**Selection**
No one else has bet on the plane with quite the same confidence. The A380 hasn't done so well for a number of reasons, some merely cyclical. The plane was introduced amid a deep downturn in the airline business. Airline executives were wary of expanding their fleets aggressively, especially for a costly, four-engine fuel hog. The Airbus A380 superjumbo, the largest airliner in the world, took off on its first commercial flight in October 2007. The giant plane has had plenty of ups and downs since then.

But critics like Richard Aboulafia, an aerospace analyst at the Teal Group, an aviation consulting firm in Fairfax, Virginia, say the main problem is more fundamental: Airbus made the wrong prediction about travel preferences. People would rather take direct flights on smaller airplanes, he said, than get on big planes - no matter their feats of engineering - that make connections through huge hubs. "It's a commercial disaster," Aboulafia says. "Every conceivably bad idea that anyone's ever had about the aviation industry is embodied in this airplane." Airbus spent roughly $US25 billion to develop the aircraft. The plane was delayed for years because of manufacturing problems while Airbus struggled to keep the plane's weight down and coordinate its complex design among dozens of suppliers across Europe.

In 2012, Airbus discovered small cracks in supporting ribs inside the A380's wings, an embarrassing and costly design error that the manufacturer is correcting. While the A380 program has been a boon for the European aerospace industry, Airbus is unlikely to recover its research and development costs. The best it can now expect is to break even on production costs, according to analysts, provided that it can keep orders going. Steven F. Udvar-Házy, an industry veteran who is chief executive of the Air Lease Corp, which leases aircraft, calls the lack of interest in the planes "a very unusual situation," especially among US airlines. "I've never seen this before in a big program," he says. Competing conclusions.

A little more than a decade ago, the two dominant plane-makers, Boeing and Airbus, looked at where their businesses were headed and saw similar facts: air traffic doubling every 15 years, estimates that the number of travellers would hit 4 billion by 2030 - and came to radically different conclusions about what those numbers meant for their future. Boeing figured that traffic would move away from big hubs and toward secondary airports.

**Exercise 1**
According to the article about the A380, roughly how much did Airbus spend to develop the aircraft?
**Exercise 2**
Translate this sentence from the A380 article into Spanish: "The plane was introduced amid a deep downturn in the airline business."
**Exercise 3**
Carry the article about the A380 forward from its final sentence.

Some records
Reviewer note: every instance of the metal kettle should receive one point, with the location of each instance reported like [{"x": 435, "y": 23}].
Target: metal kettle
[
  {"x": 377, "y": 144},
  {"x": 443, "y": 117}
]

**Exercise result 1**
Roughly $US25 billion.

**Exercise result 2**
El avión se presentó en medio de una profunda crisis del sector de las aerolíneas.

**Exercise result 3**
So it started to build a smaller, more fuel-efficient long-range aircraft, which became known as the 787 Dreamliner. Airbus, on the other hand, saw the rise of international traffic through major hubs and decided to bet on a big plane to connect those big airports. "The A380 is not made for every route, but it is ideal for high-traffic routes, high-volume routes that are congested or where there are flying constraints," says Antonio Da Costa, the head of A380 marketing for Airbus. And there are a fair number of those routes.

Around 15 of the 20 largest long-haul routes by passenger volume in the world today are slot-constrained, meaning they face some restrictions on the number of daily takeoff or landings, says John E. Thomas, managing director at LEK Consulting, a transportation advisory firm. Here is one example of how the Airbus theory works in practice: This summer, British Airways plans to replace three Boeing 747s flying each day between London and Los Angeles with two A380s, freeing one slot at Heathrow Airport for another flight. Yet despite the congestion at hubs like Heathrow and the growth of megacities like New York, New Delhi and Beijing, the market for large planes remains small. Airbus predicts that in the next 20 years, airlines will order more than 29,000 planes from Airbus, Boeing and other makers.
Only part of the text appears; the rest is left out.